Textauszug:
****

7. Zwischen Ort und Nicht-Ort: Ambivalenzen am Westbahnhof

Im Jahr 2011 eröffnete sich dem Jenaer Kunstverein durch ein Angebot der Schott AG die Möglichkeit, eine ehemalige Lagerhalle in unmittelbarer Nähe des JenaerWestbahnhofs zu nutzen. Bis 2009 war die Halle im Besitz der Bahn AG und wurde durch den soziokulturellen Verein Caleidospheres erfolgreich genutzt. Nach Verkauf des Geländes an die Schott AG kam ein Mietverhältnis zwischen dem Verein und dem neuen Besitzer nicht mehr zustande.

Außen- und Innenansicht der Lagerhalle, zeitweise auch als Proberaum des Theaterhauses Jena genutzt. Fotos: Marcel Klett

Trotz der kulturpolitisch betrachtet unglücklichen Ausgangssituation – schien es doch, als verdränge ein Kulturverein den anderen – waren Angebot und Zukunftsperspektiven des Ortes vielversprechend. Die Halle bot viel Platz für die Präsentation zeitgenössischer Kunst, die in spannenden Kontrast zu der schlichten, großräumigen Industriearchitektur der Halle aus dem frühen 20. Jahrhundert treten sollte. Für die mittelfristige Nutzung wurde ein studentischer Architekturwettbewerb an der Fachhochschule Erfurt ausgeschrieben. Der Siegerentwurf wurde zum Sommerfest des Kunstvereins, das in der Lagerhalle stattfand, prämiert.

****

Aufgeführte Daten:
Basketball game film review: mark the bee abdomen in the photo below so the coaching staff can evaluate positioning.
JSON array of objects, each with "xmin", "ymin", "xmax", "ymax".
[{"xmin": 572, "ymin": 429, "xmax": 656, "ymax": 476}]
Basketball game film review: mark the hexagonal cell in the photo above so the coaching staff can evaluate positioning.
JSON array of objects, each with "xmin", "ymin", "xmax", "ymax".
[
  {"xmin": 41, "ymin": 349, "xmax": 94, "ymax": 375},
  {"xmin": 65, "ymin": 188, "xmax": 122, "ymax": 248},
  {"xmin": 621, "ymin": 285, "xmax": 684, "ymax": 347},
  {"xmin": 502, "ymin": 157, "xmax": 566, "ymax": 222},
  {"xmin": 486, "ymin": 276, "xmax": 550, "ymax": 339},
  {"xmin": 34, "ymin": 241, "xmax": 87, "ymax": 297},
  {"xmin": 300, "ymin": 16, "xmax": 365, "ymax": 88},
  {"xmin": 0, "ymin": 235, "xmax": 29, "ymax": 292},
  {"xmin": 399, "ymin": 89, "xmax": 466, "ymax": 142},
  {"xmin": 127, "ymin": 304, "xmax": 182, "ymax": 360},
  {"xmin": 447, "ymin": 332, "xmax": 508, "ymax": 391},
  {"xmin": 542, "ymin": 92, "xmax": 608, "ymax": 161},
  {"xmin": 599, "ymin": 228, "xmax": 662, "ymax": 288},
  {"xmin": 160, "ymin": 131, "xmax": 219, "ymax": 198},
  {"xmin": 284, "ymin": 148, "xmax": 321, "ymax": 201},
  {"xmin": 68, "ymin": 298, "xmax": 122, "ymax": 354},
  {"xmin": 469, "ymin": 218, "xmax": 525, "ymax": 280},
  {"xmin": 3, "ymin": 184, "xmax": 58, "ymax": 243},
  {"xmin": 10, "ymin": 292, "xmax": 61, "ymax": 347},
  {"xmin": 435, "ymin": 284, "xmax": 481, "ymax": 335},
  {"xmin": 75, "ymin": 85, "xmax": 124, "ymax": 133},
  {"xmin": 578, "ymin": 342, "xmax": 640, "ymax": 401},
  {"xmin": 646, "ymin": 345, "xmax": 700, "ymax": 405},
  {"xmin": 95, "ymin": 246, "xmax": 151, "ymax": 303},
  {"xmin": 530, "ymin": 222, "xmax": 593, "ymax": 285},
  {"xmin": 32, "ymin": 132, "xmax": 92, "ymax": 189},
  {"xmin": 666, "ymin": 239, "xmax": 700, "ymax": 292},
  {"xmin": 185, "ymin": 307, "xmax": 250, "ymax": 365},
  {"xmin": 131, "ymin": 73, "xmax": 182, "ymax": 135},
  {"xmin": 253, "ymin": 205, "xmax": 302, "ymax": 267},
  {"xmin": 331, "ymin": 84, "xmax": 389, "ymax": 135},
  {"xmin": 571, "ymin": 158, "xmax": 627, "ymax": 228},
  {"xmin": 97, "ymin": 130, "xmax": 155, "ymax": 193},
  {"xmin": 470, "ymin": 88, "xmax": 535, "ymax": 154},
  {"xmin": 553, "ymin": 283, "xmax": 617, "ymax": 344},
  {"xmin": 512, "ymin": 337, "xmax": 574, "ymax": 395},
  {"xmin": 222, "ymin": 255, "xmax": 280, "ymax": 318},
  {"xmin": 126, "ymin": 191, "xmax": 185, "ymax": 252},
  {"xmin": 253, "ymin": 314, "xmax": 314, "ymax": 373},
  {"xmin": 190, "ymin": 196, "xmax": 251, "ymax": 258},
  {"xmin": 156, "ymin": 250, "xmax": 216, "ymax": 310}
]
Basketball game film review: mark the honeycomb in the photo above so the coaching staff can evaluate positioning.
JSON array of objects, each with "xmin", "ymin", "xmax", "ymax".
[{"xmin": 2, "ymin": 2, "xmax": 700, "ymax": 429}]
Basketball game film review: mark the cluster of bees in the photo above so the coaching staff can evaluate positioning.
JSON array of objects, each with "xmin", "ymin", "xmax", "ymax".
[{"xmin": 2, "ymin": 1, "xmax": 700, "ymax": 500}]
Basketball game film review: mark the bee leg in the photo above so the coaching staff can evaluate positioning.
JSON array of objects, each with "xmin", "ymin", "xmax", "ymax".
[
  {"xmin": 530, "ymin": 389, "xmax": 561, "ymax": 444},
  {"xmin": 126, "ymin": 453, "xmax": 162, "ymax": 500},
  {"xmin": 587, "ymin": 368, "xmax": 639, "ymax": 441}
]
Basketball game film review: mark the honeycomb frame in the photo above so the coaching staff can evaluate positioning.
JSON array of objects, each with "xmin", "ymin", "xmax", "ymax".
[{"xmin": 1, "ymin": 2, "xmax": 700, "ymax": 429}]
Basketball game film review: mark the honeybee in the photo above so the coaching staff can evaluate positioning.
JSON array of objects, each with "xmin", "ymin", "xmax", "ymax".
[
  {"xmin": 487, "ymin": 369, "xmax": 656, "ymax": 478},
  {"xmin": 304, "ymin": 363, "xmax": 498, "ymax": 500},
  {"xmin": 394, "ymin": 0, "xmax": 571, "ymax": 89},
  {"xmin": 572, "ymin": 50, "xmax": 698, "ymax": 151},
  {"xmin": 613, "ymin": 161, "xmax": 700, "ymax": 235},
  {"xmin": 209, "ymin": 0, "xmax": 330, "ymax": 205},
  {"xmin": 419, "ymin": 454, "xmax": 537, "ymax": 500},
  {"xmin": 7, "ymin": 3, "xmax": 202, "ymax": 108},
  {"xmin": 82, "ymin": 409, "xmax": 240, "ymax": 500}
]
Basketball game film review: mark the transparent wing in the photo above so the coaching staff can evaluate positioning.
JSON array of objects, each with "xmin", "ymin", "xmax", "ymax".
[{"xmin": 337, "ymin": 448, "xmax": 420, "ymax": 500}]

****

Arbeitsauftrag 1: Schreib aus dem Text über die Lagerhalle am Westbahnhof genau die Stelle ab, die mit „Im Jahr 2011“ beginnt und bis einschließlich „nicht mehr zustande.“ geht.
Arbeitsauftrag 2:
Beantworte anhand des Textes über die Lagerhalle am Westbahnhof diese Fragen:
(a) Bis zu welchem Jahr gehörte die Halle der Bahn AG?
(b) An welcher Hochschule wurde der Architekturwettbewerb ausgeschrieben?
(c) Bei welcher Gelegenheit wurde der Siegerentwurf prämiert?

Vollständige Ausgabe 1:
Im Jahr 2011 eröffnete sich dem Jenaer Kunstverein durch ein Angebot der Schott AG die Möglichkeit, eine ehemalige Lagerhalle in unmittelbarer Nähe des JenaerWestbahnhofs zu nutzen. Bis 2009 war die Halle im Besitz der Bahn AG und wurde durch den soziokulturellen Verein Caleidospheres erfolgreich genutzt. Nach Verkauf des Geländes an die Schott AG kam ein Mietverhältnis zwischen dem Verein und dem neuen Besitzer nicht mehr zustande.

Vollständige Ausgabe 2:
(a) Bis 2009.
(b) An der Fachhochschule Erfurt.
(c) Beim Sommerfest des Kunstvereins, das in der Lagerhalle stattfand.